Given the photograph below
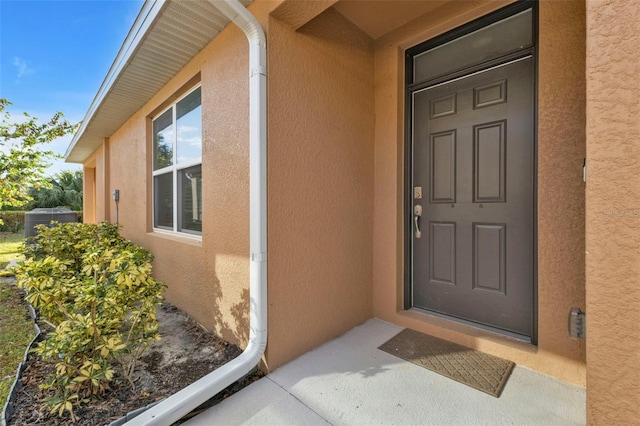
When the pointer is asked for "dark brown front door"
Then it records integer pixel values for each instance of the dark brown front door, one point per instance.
(473, 169)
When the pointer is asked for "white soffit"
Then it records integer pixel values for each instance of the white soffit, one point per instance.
(164, 38)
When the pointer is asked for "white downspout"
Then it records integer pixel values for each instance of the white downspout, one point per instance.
(177, 405)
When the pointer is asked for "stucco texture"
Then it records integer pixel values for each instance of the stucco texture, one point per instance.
(613, 212)
(335, 180)
(321, 114)
(208, 277)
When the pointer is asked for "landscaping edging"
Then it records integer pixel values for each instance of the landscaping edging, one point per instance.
(8, 408)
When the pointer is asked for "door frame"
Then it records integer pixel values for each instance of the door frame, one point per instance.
(411, 87)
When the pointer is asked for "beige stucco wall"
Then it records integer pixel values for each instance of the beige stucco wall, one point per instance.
(209, 277)
(613, 212)
(561, 149)
(335, 153)
(321, 112)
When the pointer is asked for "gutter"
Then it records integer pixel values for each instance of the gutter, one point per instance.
(177, 405)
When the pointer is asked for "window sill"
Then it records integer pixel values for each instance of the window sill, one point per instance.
(194, 240)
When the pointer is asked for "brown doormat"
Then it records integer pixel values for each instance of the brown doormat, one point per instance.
(481, 371)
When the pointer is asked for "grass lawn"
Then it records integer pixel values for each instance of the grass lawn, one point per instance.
(16, 329)
(10, 247)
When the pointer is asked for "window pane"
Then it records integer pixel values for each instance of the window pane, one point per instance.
(163, 201)
(163, 140)
(189, 117)
(506, 36)
(190, 183)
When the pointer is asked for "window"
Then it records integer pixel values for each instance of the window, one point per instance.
(177, 166)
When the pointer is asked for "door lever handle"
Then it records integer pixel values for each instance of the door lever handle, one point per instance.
(417, 214)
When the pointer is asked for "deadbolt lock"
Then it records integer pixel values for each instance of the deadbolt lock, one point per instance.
(417, 192)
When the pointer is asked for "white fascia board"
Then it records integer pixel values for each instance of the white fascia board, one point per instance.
(150, 11)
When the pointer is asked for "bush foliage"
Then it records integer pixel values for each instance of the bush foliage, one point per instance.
(14, 220)
(96, 289)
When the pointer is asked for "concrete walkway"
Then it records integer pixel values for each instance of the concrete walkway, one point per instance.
(348, 381)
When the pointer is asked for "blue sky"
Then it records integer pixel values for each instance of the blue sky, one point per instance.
(55, 54)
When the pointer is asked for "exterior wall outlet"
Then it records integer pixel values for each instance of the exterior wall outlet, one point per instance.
(577, 323)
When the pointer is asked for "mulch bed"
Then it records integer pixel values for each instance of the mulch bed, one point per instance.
(156, 377)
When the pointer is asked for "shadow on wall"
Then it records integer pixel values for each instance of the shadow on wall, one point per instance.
(239, 331)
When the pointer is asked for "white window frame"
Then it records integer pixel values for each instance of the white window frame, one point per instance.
(174, 169)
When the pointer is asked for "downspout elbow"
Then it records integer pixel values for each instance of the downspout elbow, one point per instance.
(177, 405)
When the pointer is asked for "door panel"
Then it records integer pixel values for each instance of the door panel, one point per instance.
(473, 146)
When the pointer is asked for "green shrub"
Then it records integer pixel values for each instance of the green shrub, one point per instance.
(11, 221)
(96, 289)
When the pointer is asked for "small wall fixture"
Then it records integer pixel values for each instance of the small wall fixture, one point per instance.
(577, 323)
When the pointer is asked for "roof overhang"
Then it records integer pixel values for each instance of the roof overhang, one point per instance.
(165, 36)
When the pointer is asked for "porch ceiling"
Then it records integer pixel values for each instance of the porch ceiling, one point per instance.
(165, 36)
(376, 18)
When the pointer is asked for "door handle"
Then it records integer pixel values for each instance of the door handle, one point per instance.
(417, 214)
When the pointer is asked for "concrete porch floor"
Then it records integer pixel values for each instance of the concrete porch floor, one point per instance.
(348, 381)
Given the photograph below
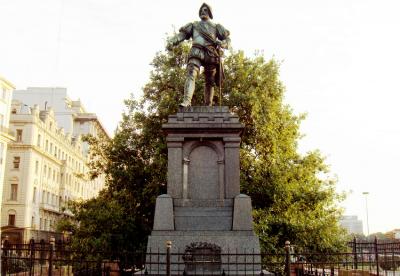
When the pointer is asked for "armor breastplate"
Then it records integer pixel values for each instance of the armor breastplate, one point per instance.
(197, 37)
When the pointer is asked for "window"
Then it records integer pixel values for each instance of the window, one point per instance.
(34, 195)
(11, 220)
(38, 141)
(19, 135)
(4, 94)
(16, 162)
(14, 192)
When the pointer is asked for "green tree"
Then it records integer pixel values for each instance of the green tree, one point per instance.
(293, 196)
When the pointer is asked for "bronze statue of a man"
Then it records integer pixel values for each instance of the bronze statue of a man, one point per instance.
(207, 40)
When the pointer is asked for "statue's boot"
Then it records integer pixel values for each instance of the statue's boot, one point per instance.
(192, 73)
(208, 94)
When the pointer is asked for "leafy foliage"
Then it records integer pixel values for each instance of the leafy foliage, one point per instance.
(293, 196)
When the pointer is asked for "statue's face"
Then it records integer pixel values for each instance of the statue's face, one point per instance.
(204, 13)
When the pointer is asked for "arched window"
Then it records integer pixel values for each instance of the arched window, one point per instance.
(11, 217)
(14, 191)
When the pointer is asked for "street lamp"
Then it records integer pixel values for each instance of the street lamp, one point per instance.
(366, 209)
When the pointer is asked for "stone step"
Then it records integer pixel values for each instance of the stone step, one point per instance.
(203, 218)
(203, 202)
(203, 211)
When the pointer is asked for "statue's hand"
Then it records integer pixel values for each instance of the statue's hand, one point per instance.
(169, 46)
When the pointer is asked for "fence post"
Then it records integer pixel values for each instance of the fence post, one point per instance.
(51, 253)
(168, 245)
(355, 253)
(376, 256)
(287, 259)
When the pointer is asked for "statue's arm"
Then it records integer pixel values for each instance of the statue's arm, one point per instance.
(223, 36)
(184, 33)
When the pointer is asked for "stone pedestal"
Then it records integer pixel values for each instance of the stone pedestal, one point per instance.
(204, 204)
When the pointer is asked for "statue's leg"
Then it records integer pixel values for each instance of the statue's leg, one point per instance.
(210, 71)
(192, 73)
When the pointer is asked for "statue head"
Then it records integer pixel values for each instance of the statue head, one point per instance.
(205, 12)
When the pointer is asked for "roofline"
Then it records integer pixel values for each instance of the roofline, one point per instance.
(7, 82)
(91, 117)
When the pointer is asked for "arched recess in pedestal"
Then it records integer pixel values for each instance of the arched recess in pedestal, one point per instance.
(204, 172)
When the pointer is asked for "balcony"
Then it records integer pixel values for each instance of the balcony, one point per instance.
(50, 208)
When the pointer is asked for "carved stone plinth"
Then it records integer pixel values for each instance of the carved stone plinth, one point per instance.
(204, 204)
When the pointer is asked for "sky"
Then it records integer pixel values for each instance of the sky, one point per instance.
(339, 58)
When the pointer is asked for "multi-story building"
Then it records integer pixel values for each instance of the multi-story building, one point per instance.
(352, 224)
(47, 164)
(6, 137)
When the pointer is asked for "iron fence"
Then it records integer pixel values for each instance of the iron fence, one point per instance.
(49, 259)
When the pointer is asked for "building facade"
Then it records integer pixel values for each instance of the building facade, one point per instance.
(6, 89)
(47, 163)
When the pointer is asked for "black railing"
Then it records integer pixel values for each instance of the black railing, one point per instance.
(49, 259)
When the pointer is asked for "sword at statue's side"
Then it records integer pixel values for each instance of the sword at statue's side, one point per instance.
(219, 50)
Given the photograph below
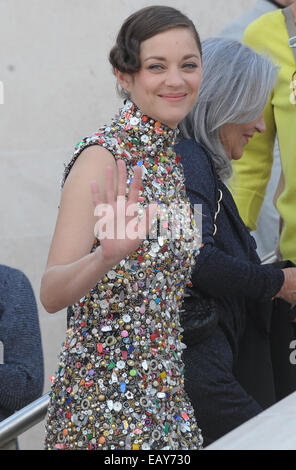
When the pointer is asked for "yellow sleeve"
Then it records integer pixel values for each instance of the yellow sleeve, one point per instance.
(252, 172)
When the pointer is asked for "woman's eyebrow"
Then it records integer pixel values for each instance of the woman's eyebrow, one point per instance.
(188, 56)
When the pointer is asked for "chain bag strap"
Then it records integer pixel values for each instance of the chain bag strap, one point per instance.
(199, 315)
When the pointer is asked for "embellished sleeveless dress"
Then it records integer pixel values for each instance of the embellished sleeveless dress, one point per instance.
(120, 383)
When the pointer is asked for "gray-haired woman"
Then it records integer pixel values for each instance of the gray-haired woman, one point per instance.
(229, 374)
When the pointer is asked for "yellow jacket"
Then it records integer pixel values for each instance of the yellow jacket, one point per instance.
(269, 35)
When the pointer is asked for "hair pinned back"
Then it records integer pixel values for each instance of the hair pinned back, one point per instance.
(142, 25)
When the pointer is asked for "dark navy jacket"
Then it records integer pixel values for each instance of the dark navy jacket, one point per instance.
(228, 266)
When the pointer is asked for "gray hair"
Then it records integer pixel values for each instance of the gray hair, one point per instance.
(237, 82)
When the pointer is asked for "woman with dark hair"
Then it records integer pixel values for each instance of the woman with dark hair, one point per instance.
(120, 384)
(229, 375)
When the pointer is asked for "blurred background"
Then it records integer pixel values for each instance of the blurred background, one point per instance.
(58, 86)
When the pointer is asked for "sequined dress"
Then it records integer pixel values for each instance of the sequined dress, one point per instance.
(119, 383)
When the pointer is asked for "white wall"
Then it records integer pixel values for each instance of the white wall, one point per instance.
(58, 87)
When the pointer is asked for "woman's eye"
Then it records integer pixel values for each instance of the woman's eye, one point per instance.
(190, 65)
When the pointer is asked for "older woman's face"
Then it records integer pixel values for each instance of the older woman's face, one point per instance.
(234, 137)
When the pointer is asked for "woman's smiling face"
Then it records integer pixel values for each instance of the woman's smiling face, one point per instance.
(167, 84)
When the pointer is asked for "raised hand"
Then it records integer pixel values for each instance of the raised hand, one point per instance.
(121, 225)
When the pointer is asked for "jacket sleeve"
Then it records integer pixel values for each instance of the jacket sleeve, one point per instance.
(252, 172)
(22, 374)
(218, 273)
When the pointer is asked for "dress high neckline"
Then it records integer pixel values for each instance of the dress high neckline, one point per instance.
(141, 127)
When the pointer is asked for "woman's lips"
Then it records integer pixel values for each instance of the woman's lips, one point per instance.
(247, 137)
(174, 97)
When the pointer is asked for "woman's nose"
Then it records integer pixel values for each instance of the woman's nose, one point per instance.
(260, 124)
(174, 77)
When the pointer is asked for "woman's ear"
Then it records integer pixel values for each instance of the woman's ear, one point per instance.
(124, 79)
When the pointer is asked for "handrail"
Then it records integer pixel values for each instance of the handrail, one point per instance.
(22, 420)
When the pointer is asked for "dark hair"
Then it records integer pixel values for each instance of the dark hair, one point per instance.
(142, 25)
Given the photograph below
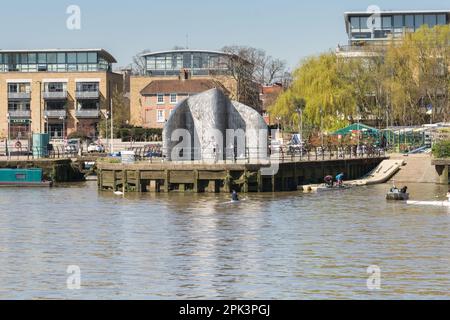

> AIM OF THE TASK
Count the lines above that contain the string "story", and give only that number.

> SOLUTION TO THIS EXERCISE
2